[Challenge] Change "black sleeve" to "dark sleeve" wherever it occurs in the items below. Write the items out again with nothing else altered.
------------------------------
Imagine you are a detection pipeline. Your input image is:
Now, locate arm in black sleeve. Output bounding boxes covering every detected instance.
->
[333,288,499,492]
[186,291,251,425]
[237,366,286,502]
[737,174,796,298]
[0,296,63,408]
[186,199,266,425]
------------------------------
[Response to this exercise]
Imagine you are a detection pipeline. Your input image is:
Now, locate arm in dark sleeve. Output bounding boxes covering every detected instance.
->
[333,288,499,492]
[186,291,251,425]
[237,366,286,502]
[737,174,796,298]
[0,296,63,408]
[186,199,266,425]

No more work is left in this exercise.